* What is required *
Once the line with "box: [577, 613, 622, 693]" is found in the entries below, print it and each following line exactly, stopping after the line with "20L0 4L4 118L296"; print nothing else.

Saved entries
*** Block opens ***
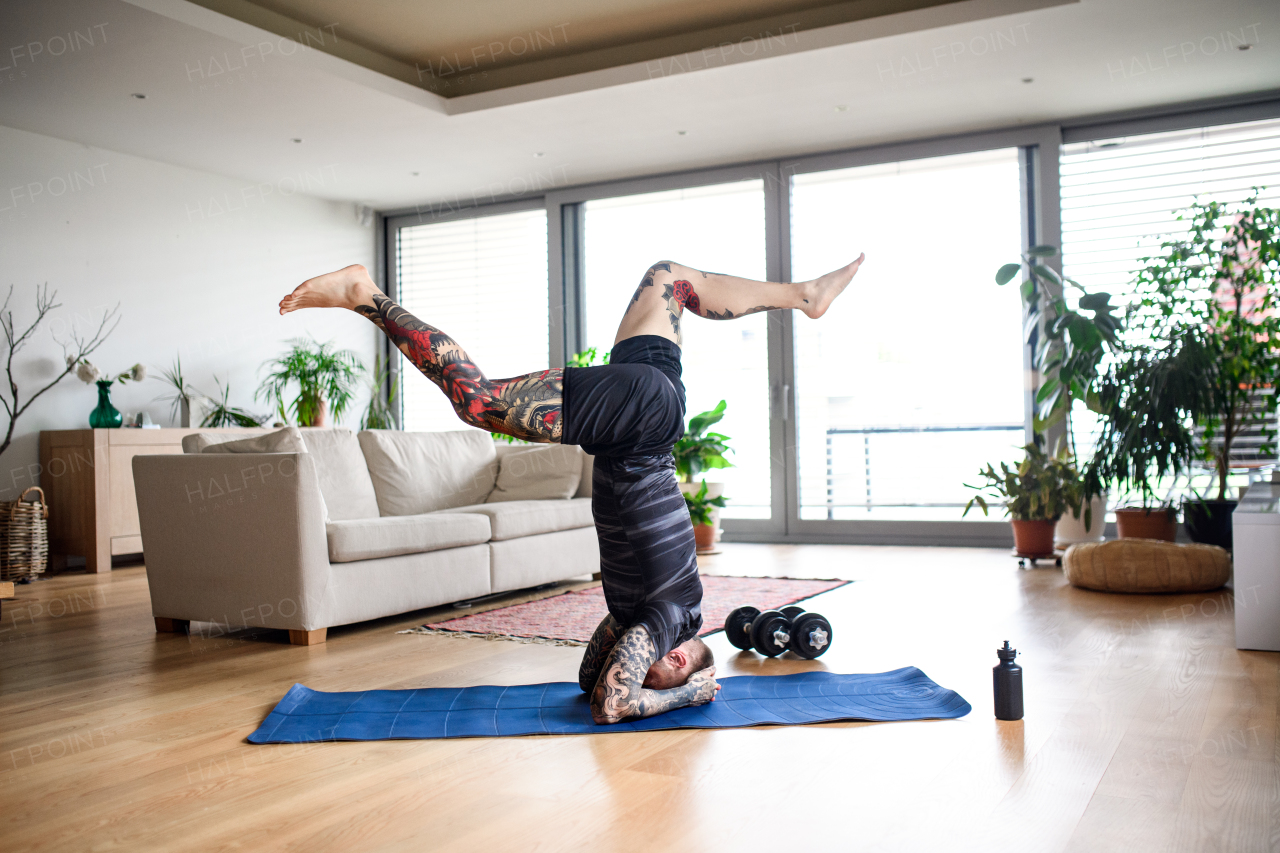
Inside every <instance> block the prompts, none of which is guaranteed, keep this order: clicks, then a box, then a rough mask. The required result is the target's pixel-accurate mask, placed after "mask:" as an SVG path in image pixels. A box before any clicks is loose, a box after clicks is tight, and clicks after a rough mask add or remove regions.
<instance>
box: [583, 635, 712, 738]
mask: <svg viewBox="0 0 1280 853" xmlns="http://www.w3.org/2000/svg"><path fill="white" fill-rule="evenodd" d="M657 658H658V649H657V648H655V647H654V644H653V639H652V638H650V637H649V631H648V630H645V628H644V626H643V625H634V626H631V628H628V629H627V630H626V633H623V634H622V637H621V639H618V644H617V646H614V647H613V652H612V653H611V654H609V662H608V663H607V665H605V667H604V672H602V674H600V679H599V680H598V681H596V683H595V690H593V692H591V719H593V720H595V722H598V724H602V725H604V724H612V722H622V721H623V720H627V719H630V717H652V716H653V715H655V713H664V712H667V711H673V710H675V708H682V707H685V706H687V704H707V703H708V702H710V701H712V699H714V698H716V692H717V690H718V689H719V685H718V684H716V667H714V666H712V667H708V669H705V670H703V671H700V672H695V674H692V675H691V676H689V681H687V683H686V684H682V685H680V686H677V688H672V689H669V690H652V689H649V688H646V686H644V679H645V675H646V674H648V672H649V667H650V666H653V662H654V661H655V660H657Z"/></svg>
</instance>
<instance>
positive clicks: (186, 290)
mask: <svg viewBox="0 0 1280 853" xmlns="http://www.w3.org/2000/svg"><path fill="white" fill-rule="evenodd" d="M326 181H333V175H329V174H326V173H325V172H324V170H320V172H312V173H310V174H307V173H303V172H302V170H301V169H300V170H298V174H296V175H289V177H287V178H284V179H282V181H278V182H276V183H275V184H261V186H255V184H250V183H246V182H243V181H236V179H230V178H223V177H218V175H212V174H207V173H202V172H193V170H191V169H184V168H178V167H172V165H166V164H163V163H156V161H154V160H145V159H141V158H134V156H128V155H123V154H116V152H114V151H105V150H101V149H92V147H88V146H83V145H78V143H73V142H67V141H63V140H56V138H51V137H46V136H37V134H35V133H27V132H24V131H15V129H12V128H8V127H0V288H3V289H0V298H3V293H4V291H8V287H9V286H10V284H12V286H13V288H14V289H13V300H12V302H10V307H12V309H13V311H14V321H15V324H17V325H18V327H19V328H20V327H23V325H24V324H26V323H28V321H29V320H31V319H33V316H35V292H36V287H37V286H38V284H42V283H45V282H47V283H49V288H50V291H55V289H56V291H58V301H59V302H60V304H61V305H63V307H60V309H58V310H56V311H54V313H52V314H51V315H50V316H49V318H47V319H46V321H45V324H44V325H42V327H41V329H40V330H38V333H37V334H36V337H35V338H33V341H32V342H31V343H29V345H28V346H27V347H26V348H23V350H22V351H20V352H19V356H18V357H17V359H15V361H14V374H15V377H17V379H18V382H19V384H20V391H22V392H23V393H24V394H29V393H31V392H32V391H33V389H35V388H37V387H40V386H42V384H45V383H46V382H49V379H51V378H52V377H54V375H55V374H56V371H58V370H59V369H60V368H61V365H63V351H61V347H59V345H58V342H56V339H55V337H56V336H58V334H59V333H61V334H63V336H65V332H67V330H68V329H70V328H73V324H74V328H79V329H84V328H87V327H88V325H90V324H91V323H95V321H96V318H99V316H101V314H102V311H104V310H105V309H110V307H111V306H114V305H116V304H119V313H120V316H122V320H120V324H119V328H116V330H115V332H114V333H113V334H111V337H110V338H109V339H108V342H106V343H105V345H104V346H102V347H101V348H100V350H99V351H97V352H95V353H93V355H92V356H91V357H90V360H91V361H92V362H93V364H95V365H97V366H99V368H100V369H101V370H102V371H104V373H110V374H116V373H120V371H123V370H125V369H128V368H129V366H131V365H133V364H136V362H138V361H141V362H143V364H146V365H147V366H148V369H150V371H151V374H152V377H157V375H159V371H160V369H161V368H166V366H169V365H172V364H173V360H174V356H177V355H179V353H180V356H182V365H183V370H184V373H187V375H188V378H189V380H191V382H192V383H193V384H195V386H196V387H197V388H200V389H201V391H205V392H206V393H210V394H212V393H216V387H215V384H214V377H215V375H216V377H218V378H220V379H221V380H223V383H227V382H228V380H229V382H230V388H232V403H233V405H238V406H242V407H244V409H248V410H250V411H255V412H262V414H265V412H268V410H269V407H268V405H266V403H265V402H257V401H255V400H253V392H255V391H256V389H257V386H259V382H260V377H261V374H260V366H261V365H262V362H264V361H265V360H268V359H270V357H273V356H275V355H278V353H279V352H280V351H283V348H284V347H285V342H287V341H288V339H289V338H293V337H305V336H311V337H315V338H316V339H317V341H334V342H335V343H337V345H338V346H342V347H347V348H351V350H355V351H356V352H357V353H358V355H360V357H361V360H364V361H365V364H366V365H372V359H374V352H375V341H376V336H378V330H376V329H375V328H374V327H372V324H370V323H369V321H367V320H364V319H361V318H358V316H356V315H355V314H351V313H349V311H342V310H337V309H312V310H308V311H297V313H294V314H291V315H288V316H283V318H282V316H279V314H278V310H276V302H278V301H279V300H280V297H282V296H283V295H284V293H287V292H289V291H291V289H293V287H296V286H297V284H298V283H300V282H302V280H303V279H306V278H308V277H311V275H315V274H317V273H324V272H329V270H333V269H337V268H339V266H343V265H347V264H353V263H361V264H365V265H367V266H370V268H372V257H374V233H372V227H371V225H361V224H360V222H358V218H357V214H356V209H355V206H353V205H351V204H346V202H333V201H325V200H320V199H316V197H312V196H307V195H305V192H306V188H307V186H310V187H311V188H312V190H317V188H320V187H323V186H324V184H325V182H326ZM0 366H3V365H0ZM3 380H4V378H3V377H0V382H3ZM164 394H165V386H164V384H163V383H161V380H159V379H157V378H148V379H147V380H145V382H142V383H137V384H136V383H128V384H124V386H119V384H116V386H115V387H114V389H113V392H111V397H113V402H114V403H115V407H116V409H119V410H120V411H123V412H131V411H142V410H145V411H147V412H150V415H151V419H152V420H154V421H156V423H159V424H161V425H166V427H168V425H177V424H175V423H174V421H173V420H172V418H170V411H169V403H166V402H163V401H159V400H157V397H161V396H164ZM24 398H26V397H24ZM366 401H367V393H365V394H364V396H362V397H361V398H360V400H358V401H357V406H356V409H355V411H351V412H348V415H347V416H346V419H344V423H346V425H349V427H353V428H355V427H356V425H357V424H358V420H360V414H361V411H362V410H364V406H365V402H366ZM96 405H97V389H96V388H95V387H93V386H86V384H83V383H82V382H79V380H78V379H76V378H74V377H69V378H67V379H64V380H63V382H61V384H59V386H56V387H54V388H52V389H50V391H49V392H47V393H46V394H45V396H44V397H41V398H40V400H38V401H37V402H36V403H35V405H33V406H32V407H31V409H29V410H28V411H27V412H26V414H24V415H23V416H22V418H20V419H19V420H18V428H17V432H15V439H14V443H13V444H12V446H10V447H9V450H8V451H5V452H4V453H3V455H0V500H12V498H13V497H15V496H17V493H18V491H20V489H22V488H24V487H27V485H31V484H32V480H33V476H35V475H37V473H38V469H37V453H38V434H40V430H42V429H77V428H87V427H88V414H90V411H91V410H92V409H93V407H95V406H96ZM6 427H8V419H6V418H5V415H4V412H3V411H0V430H3V429H4V428H6ZM0 435H3V432H0Z"/></svg>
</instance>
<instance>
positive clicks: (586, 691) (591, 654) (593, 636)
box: [577, 613, 622, 693]
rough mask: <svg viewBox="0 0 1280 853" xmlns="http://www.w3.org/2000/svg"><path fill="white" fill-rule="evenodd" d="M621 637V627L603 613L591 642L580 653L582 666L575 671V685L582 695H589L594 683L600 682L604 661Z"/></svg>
mask: <svg viewBox="0 0 1280 853" xmlns="http://www.w3.org/2000/svg"><path fill="white" fill-rule="evenodd" d="M621 635H622V626H621V625H618V622H617V620H616V619H613V615H612V613H605V615H604V619H602V620H600V624H599V625H596V626H595V633H594V634H591V642H590V643H588V644H586V651H585V652H584V653H582V665H581V666H580V667H579V669H577V685H579V686H580V688H582V693H590V692H591V689H593V688H594V686H595V683H596V681H599V680H600V671H602V670H604V661H607V660H608V657H609V653H611V652H612V651H613V647H614V646H617V643H618V637H621Z"/></svg>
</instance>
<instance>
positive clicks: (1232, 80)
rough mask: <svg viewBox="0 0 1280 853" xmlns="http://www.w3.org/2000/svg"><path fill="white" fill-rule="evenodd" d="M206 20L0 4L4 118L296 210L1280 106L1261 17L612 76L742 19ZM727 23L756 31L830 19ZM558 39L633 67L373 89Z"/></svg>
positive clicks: (1187, 16) (1269, 45)
mask: <svg viewBox="0 0 1280 853" xmlns="http://www.w3.org/2000/svg"><path fill="white" fill-rule="evenodd" d="M206 5H212V0H210V1H209V3H207V4H205V5H196V4H193V3H187V1H186V0H129V1H125V0H49V1H40V0H24V1H15V0H6V1H5V3H3V6H0V8H3V14H0V36H3V37H4V38H5V44H8V45H17V46H18V47H15V49H13V50H10V55H9V56H8V58H4V56H0V124H4V126H8V127H13V128H19V129H23V131H29V132H33V133H41V134H46V136H54V137H59V138H64V140H70V141H74V142H79V143H83V145H88V146H93V147H97V149H105V150H108V151H119V152H124V154H131V155H137V156H142V158H148V159H152V160H159V161H163V163H172V164H177V165H182V167H187V168H193V169H200V170H205V172H211V173H216V174H223V175H229V177H232V178H236V179H239V181H243V182H246V184H250V183H264V182H280V181H283V179H285V178H288V177H291V175H298V174H301V173H311V174H323V175H324V179H323V181H319V182H314V183H312V184H311V187H310V191H311V193H312V195H316V196H321V197H326V199H334V200H344V201H355V202H358V204H365V205H369V206H374V207H379V209H396V207H404V206H410V205H415V204H433V202H445V204H462V202H468V201H484V200H488V199H490V197H494V196H500V195H507V193H511V192H518V191H522V190H527V188H531V187H538V186H540V187H543V188H547V187H564V186H568V184H580V183H589V182H595V181H605V179H614V178H625V177H635V175H643V174H653V173H660V172H673V170H681V169H694V168H703V167H709V165H718V164H727V163H741V161H749V160H756V159H767V158H776V156H791V155H800V154H808V152H818V151H828V150H837V149H846V147H856V146H865V145H874V143H882V142H891V141H900V140H910V138H922V137H931V136H942V134H950V133H963V132H970V131H980V129H988V128H997V127H1009V126H1016V124H1029V123H1042V122H1052V120H1059V119H1061V118H1064V117H1078V115H1089V114H1100V113H1108V111H1112V110H1128V109H1137V108H1147V106H1155V105H1164V104H1178V102H1185V101H1193V100H1199V99H1215V97H1224V96H1233V95H1240V93H1249V92H1265V91H1272V90H1277V88H1280V4H1277V3H1275V1H1274V0H1222V1H1219V3H1213V4H1206V3H1202V1H1199V0H1080V1H1079V3H1062V1H1052V0H1041V1H1036V0H1025V1H1023V0H961V1H957V3H946V4H941V5H927V4H925V6H924V8H914V9H910V10H905V12H902V10H900V9H901V6H899V5H895V6H890V5H884V6H882V8H881V9H882V12H884V14H881V15H878V17H874V15H873V17H870V18H858V19H851V20H846V22H844V23H832V24H828V26H819V27H814V28H810V29H801V28H800V27H799V26H797V27H796V28H795V29H794V31H787V33H786V35H782V36H778V35H774V36H772V37H767V36H763V35H762V33H760V32H758V33H756V35H755V36H750V35H749V36H742V37H740V38H739V40H737V41H733V42H731V44H730V45H728V46H727V47H726V46H723V45H719V42H713V44H705V42H704V46H705V47H707V50H703V49H698V50H686V51H685V53H675V54H667V55H664V56H659V58H657V59H645V60H639V61H627V60H626V56H630V55H631V54H626V49H627V45H634V44H639V42H636V41H634V40H637V38H639V40H644V38H649V37H650V36H653V35H654V33H659V36H657V37H671V36H669V33H671V31H672V28H673V27H676V22H680V26H690V27H709V28H714V27H732V26H741V22H739V23H732V22H730V23H724V22H726V20H730V17H731V15H728V12H731V10H730V6H728V4H727V3H722V1H721V0H708V1H707V3H704V4H696V5H694V4H685V5H689V6H691V8H696V9H698V10H699V14H700V15H704V17H701V18H696V19H694V18H685V17H682V15H691V14H692V13H690V12H686V10H685V8H684V5H681V6H677V4H675V3H666V1H663V0H649V1H648V3H645V1H643V0H625V1H621V3H618V4H614V5H616V10H613V8H612V6H611V12H609V14H608V15H598V14H596V13H595V12H593V9H594V8H595V6H593V5H589V4H588V3H585V1H584V3H573V4H568V3H561V4H556V5H554V6H552V5H550V4H540V5H539V6H536V9H539V10H540V12H538V14H534V12H531V10H530V6H532V4H529V3H525V4H512V3H507V1H506V0H492V3H488V4H485V3H479V4H472V5H470V6H466V8H465V9H462V5H463V4H420V3H408V1H407V0H403V1H401V3H393V1H392V0H364V1H361V3H351V1H349V0H348V3H337V1H334V3H329V0H257V5H253V4H248V3H243V4H241V6H251V5H252V8H253V9H257V10H259V12H261V13H265V14H273V15H280V14H282V13H287V14H288V15H298V20H300V22H301V23H298V26H301V27H303V29H298V31H297V32H293V35H292V36H289V35H280V33H278V32H275V31H274V29H271V28H270V27H265V26H261V24H260V23H250V22H246V20H243V19H241V18H239V17H234V15H229V14H224V13H223V12H218V10H215V9H209V8H206ZM268 5H271V6H273V8H271V9H266V6H268ZM846 5H847V6H855V5H858V4H844V5H842V6H841V8H844V6H846ZM348 6H349V8H352V9H356V10H358V14H355V13H348V12H346V9H347V8H348ZM735 8H737V9H741V10H744V15H746V24H751V26H754V24H753V22H759V20H763V19H767V18H769V17H771V15H772V17H774V18H776V17H777V15H778V14H783V15H785V14H786V13H787V10H795V13H796V14H800V13H801V12H805V10H806V9H808V10H813V9H819V10H822V9H828V6H822V8H818V6H813V5H812V4H810V5H805V4H799V3H797V4H782V3H772V1H769V0H753V1H751V3H750V4H737V5H736V6H735ZM780 9H781V10H782V12H778V10H780ZM868 9H869V6H863V8H861V12H864V13H865V12H867V10H868ZM330 10H332V13H333V14H332V15H329V12H330ZM397 10H402V12H403V15H402V17H397ZM424 10H425V12H424ZM727 10H728V12H727ZM241 12H242V13H243V12H244V9H243V8H242V9H241ZM250 12H252V9H251V10H250ZM846 12H847V9H846ZM326 15H328V17H333V18H339V17H342V15H351V17H352V23H351V24H349V29H352V32H353V33H355V35H349V33H348V35H349V38H352V40H353V38H357V37H358V38H361V42H360V44H356V42H355V41H343V42H342V45H343V50H347V51H348V53H349V54H352V55H356V54H358V55H360V56H361V58H362V59H360V61H356V60H353V59H349V58H344V56H342V55H339V53H340V51H338V50H337V47H334V50H332V51H330V50H321V49H320V45H319V44H317V41H319V40H321V38H323V37H325V36H324V35H323V33H326V32H328V33H329V37H332V38H333V40H337V37H338V36H343V35H344V33H346V29H347V28H348V27H347V24H344V23H342V20H330V22H328V23H329V24H335V26H334V27H332V28H330V29H323V27H324V26H326V24H319V26H317V24H314V23H311V22H319V20H324V18H325V17H326ZM593 15H596V17H593ZM242 17H243V18H252V15H251V14H243V15H242ZM303 17H305V18H306V20H301V18H303ZM289 19H291V20H293V18H289ZM397 20H399V22H402V23H401V27H399V29H401V31H402V33H411V32H416V31H419V29H424V31H430V32H429V35H428V36H422V37H421V38H417V37H410V36H408V35H401V36H397V35H396V28H394V24H396V23H397ZM494 20H497V22H500V26H499V24H486V22H494ZM360 22H364V23H362V24H360ZM550 22H557V24H558V23H563V24H564V32H567V33H575V32H577V29H575V27H581V32H582V33H590V35H582V36H581V38H582V42H581V45H584V46H590V50H589V51H586V53H590V51H598V50H605V51H608V50H622V51H623V53H622V54H618V56H622V59H620V60H618V61H626V64H621V65H603V67H598V68H593V69H590V70H582V72H577V73H571V74H563V76H556V74H552V76H539V74H540V73H541V72H539V74H534V73H529V69H527V68H525V69H524V70H521V65H520V64H516V65H507V67H504V68H506V69H507V70H508V72H509V73H511V74H525V77H524V78H521V79H522V81H524V82H512V81H511V79H508V81H507V82H506V83H503V85H502V86H498V87H493V88H489V90H486V91H467V92H465V93H457V91H460V90H457V88H454V90H453V92H451V93H449V95H448V96H447V97H445V96H442V95H440V93H436V92H433V91H429V90H428V88H425V87H424V86H420V85H416V83H415V82H406V81H404V79H402V78H399V77H397V76H396V74H394V73H389V72H385V70H379V68H380V63H381V64H383V65H385V64H387V63H393V64H398V65H403V64H404V60H406V59H413V58H415V56H416V58H417V59H416V60H415V61H419V63H420V61H421V58H422V56H430V54H431V53H436V51H443V50H454V47H453V46H456V45H462V44H466V42H467V41H471V42H475V41H479V40H480V38H490V37H492V36H493V33H495V32H497V33H512V35H518V33H520V32H521V31H526V29H527V28H529V27H534V28H535V29H539V28H540V29H541V31H543V32H545V31H547V28H548V27H554V26H557V24H552V23H550ZM636 22H640V23H636ZM275 24H279V19H276V20H275ZM357 24H358V26H362V27H364V29H361V31H358V32H357V31H356V29H357ZM641 24H643V26H641ZM307 27H310V28H307ZM278 28H279V27H278ZM90 32H92V33H97V35H96V36H95V42H93V44H92V45H88V44H86V42H84V41H83V38H82V40H81V44H79V47H78V49H77V50H74V51H72V50H67V49H65V47H64V49H63V51H61V53H58V51H56V46H58V44H59V42H58V41H56V40H58V38H63V37H64V36H67V35H69V33H90ZM663 32H666V33H668V35H667V36H662V35H660V33H663ZM696 32H704V31H696ZM774 32H776V33H777V32H778V28H777V27H774ZM60 33H63V35H61V36H60ZM306 33H311V35H310V36H307V35H306ZM334 33H337V36H335V35H334ZM628 33H631V35H628ZM699 37H701V36H699ZM507 38H508V41H509V38H511V36H507ZM628 38H631V40H632V41H627V40H628ZM1240 41H1244V42H1245V44H1248V45H1249V46H1251V47H1249V49H1248V50H1239V49H1238V46H1239V44H1240ZM32 45H41V47H40V50H36V49H35V47H32ZM718 45H719V46H718ZM329 46H333V45H329ZM14 50H15V51H17V54H14ZM576 50H579V47H577V42H575V47H573V49H572V51H576ZM361 51H364V53H361ZM415 51H417V53H415ZM422 51H425V53H422ZM572 51H571V53H572ZM55 53H58V55H54V54H55ZM571 53H568V54H564V55H563V56H561V59H564V58H570V59H571V58H572V55H571ZM4 65H8V67H6V68H5V67H4ZM498 70H500V69H498V68H497V67H495V68H494V70H493V72H492V73H498ZM545 70H547V69H545V68H544V69H543V72H545ZM484 73H486V72H485V69H483V68H477V69H475V70H472V72H468V74H476V76H479V74H484ZM415 76H417V74H415ZM512 79H515V78H512ZM449 82H451V86H453V87H456V86H461V83H462V76H460V74H456V76H452V77H451V79H449ZM134 93H140V95H146V97H145V99H141V100H140V99H136V97H132V95H134ZM293 140H301V142H294V141H293ZM14 168H17V169H18V172H19V173H20V164H19V167H14V165H13V164H5V169H6V170H10V169H14ZM20 177H22V175H20V174H15V178H20Z"/></svg>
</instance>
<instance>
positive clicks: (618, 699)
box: [280, 256, 863, 724]
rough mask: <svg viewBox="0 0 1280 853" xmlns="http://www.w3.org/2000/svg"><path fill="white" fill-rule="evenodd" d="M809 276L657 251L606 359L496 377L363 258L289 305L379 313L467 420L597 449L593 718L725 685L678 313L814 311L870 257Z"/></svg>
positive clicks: (396, 334)
mask: <svg viewBox="0 0 1280 853" xmlns="http://www.w3.org/2000/svg"><path fill="white" fill-rule="evenodd" d="M861 261H863V257H861V256H859V257H858V260H855V261H854V263H852V264H849V265H847V266H844V268H841V269H838V270H836V272H833V273H828V274H827V275H823V277H822V278H817V279H813V280H810V282H800V283H792V284H787V283H777V282H755V280H750V279H745V278H736V277H733V275H721V274H718V273H704V272H701V270H696V269H692V268H689V266H682V265H680V264H676V263H672V261H659V263H657V264H654V265H653V266H650V268H649V269H648V270H646V272H645V274H644V278H643V279H641V280H640V286H639V287H637V288H636V292H635V295H634V296H632V297H631V302H630V305H627V309H626V313H625V314H623V316H622V324H621V325H620V327H618V334H617V337H616V338H614V343H613V350H612V353H611V356H609V364H608V365H603V366H595V368H552V369H550V370H540V371H538V373H530V374H525V375H522V377H513V378H509V379H489V378H488V377H485V375H484V373H481V370H480V369H479V368H477V366H476V365H475V362H474V361H471V359H470V357H468V356H467V353H466V352H465V351H463V350H462V347H461V346H458V343H457V342H456V341H454V339H453V338H451V337H449V336H447V334H445V333H444V332H442V330H439V329H436V328H434V327H431V325H428V324H426V323H424V321H421V320H419V319H417V318H415V316H413V315H412V314H410V313H408V311H406V310H404V309H403V307H401V306H399V305H397V304H396V302H393V301H392V300H389V298H388V297H387V296H385V295H384V293H383V292H381V291H380V289H379V288H378V286H376V284H374V282H372V279H371V278H370V277H369V272H367V270H366V269H365V268H364V266H361V265H358V264H356V265H353V266H347V268H344V269H340V270H338V272H334V273H328V274H325V275H319V277H316V278H312V279H308V280H306V282H303V283H302V284H300V286H298V287H297V289H294V291H293V292H292V293H289V295H288V296H285V297H284V298H283V300H280V314H288V313H289V311H296V310H298V309H303V307H344V309H349V310H352V311H356V313H357V314H361V315H364V316H366V318H369V319H370V320H372V321H374V324H375V325H378V328H380V329H381V330H383V332H385V333H387V336H388V337H389V338H390V339H392V342H393V343H394V345H396V347H397V348H398V350H399V351H401V352H402V353H404V357H406V359H408V360H410V362H412V364H413V366H415V368H417V369H419V370H421V371H422V373H424V374H425V375H426V378H428V379H430V380H431V382H434V383H435V384H436V386H439V387H440V389H442V391H443V392H444V393H445V394H447V396H448V398H449V402H451V403H452V405H453V409H454V411H456V412H457V414H458V418H461V419H462V421H463V423H467V424H471V425H472V427H479V428H480V429H486V430H490V432H495V433H503V434H506V435H513V437H515V438H520V439H522V441H527V442H544V443H547V442H550V443H562V444H581V446H582V450H585V451H586V452H588V453H591V455H593V456H595V466H594V471H593V475H591V514H593V516H594V519H595V532H596V537H598V538H599V542H600V576H602V585H603V588H604V599H605V603H607V605H608V610H609V613H608V615H607V616H605V617H604V620H603V621H602V622H600V624H599V626H598V628H596V629H595V634H594V635H593V637H591V642H590V643H589V644H588V647H586V652H585V653H584V656H582V665H581V667H580V669H579V684H580V685H581V688H582V692H584V693H589V694H590V695H591V716H593V719H594V720H595V721H596V722H600V724H608V722H621V721H622V720H627V719H634V717H648V716H653V715H655V713H662V712H664V711H671V710H673V708H680V707H684V706H687V704H705V703H707V702H710V701H712V699H714V698H716V692H717V690H718V689H719V685H718V684H717V683H716V667H714V666H713V663H714V660H713V657H712V651H710V648H708V647H707V644H705V643H703V642H701V639H699V638H698V631H699V629H700V628H701V624H703V616H701V599H703V585H701V581H700V580H699V578H698V561H696V556H695V546H694V528H692V523H691V521H690V517H689V511H687V508H686V507H685V500H684V496H682V494H681V492H680V487H678V485H677V483H676V471H675V460H673V457H672V455H671V451H672V447H673V446H675V443H676V439H678V438H680V437H681V435H682V434H684V430H685V386H684V383H682V382H681V365H680V343H681V332H680V321H681V318H682V315H684V313H685V310H689V311H691V313H694V314H696V315H698V316H703V318H707V319H712V320H732V319H735V318H740V316H745V315H748V314H755V313H756V311H772V310H776V309H799V310H801V311H804V313H805V314H806V315H809V316H810V318H819V316H822V315H823V314H824V313H826V311H827V307H828V306H829V305H831V302H832V300H835V298H836V296H838V295H840V293H841V291H844V289H845V287H846V286H847V284H849V282H850V280H851V279H852V277H854V274H855V273H856V272H858V268H859V265H861Z"/></svg>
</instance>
*** Block closes ***
* Exercise solution *
box: [577, 613, 622, 693]
rough mask: <svg viewBox="0 0 1280 853" xmlns="http://www.w3.org/2000/svg"><path fill="white" fill-rule="evenodd" d="M621 637V627L603 613L591 642L580 653L582 666L575 671V685L582 695H589L594 683L600 682L604 661Z"/></svg>
mask: <svg viewBox="0 0 1280 853" xmlns="http://www.w3.org/2000/svg"><path fill="white" fill-rule="evenodd" d="M621 635H622V626H621V625H618V622H617V620H616V619H613V615H612V613H605V615H604V619H602V620H600V624H599V625H596V626H595V633H594V634H591V642H590V643H588V644H586V651H585V652H584V653H582V665H581V666H580V667H579V669H577V685H579V686H580V688H582V693H590V692H591V689H593V688H594V686H595V683H596V681H599V680H600V671H602V670H604V661H607V660H608V657H609V653H611V652H612V651H613V647H614V646H617V643H618V637H621Z"/></svg>
</instance>
<instance>
positive clicks: (1232, 80)
rough mask: <svg viewBox="0 0 1280 853" xmlns="http://www.w3.org/2000/svg"><path fill="white" fill-rule="evenodd" d="M206 20L0 4L4 118L296 210L1280 106L1261 17L612 76L742 19ZM727 23L756 31L830 19ZM558 39L633 67L373 89Z"/></svg>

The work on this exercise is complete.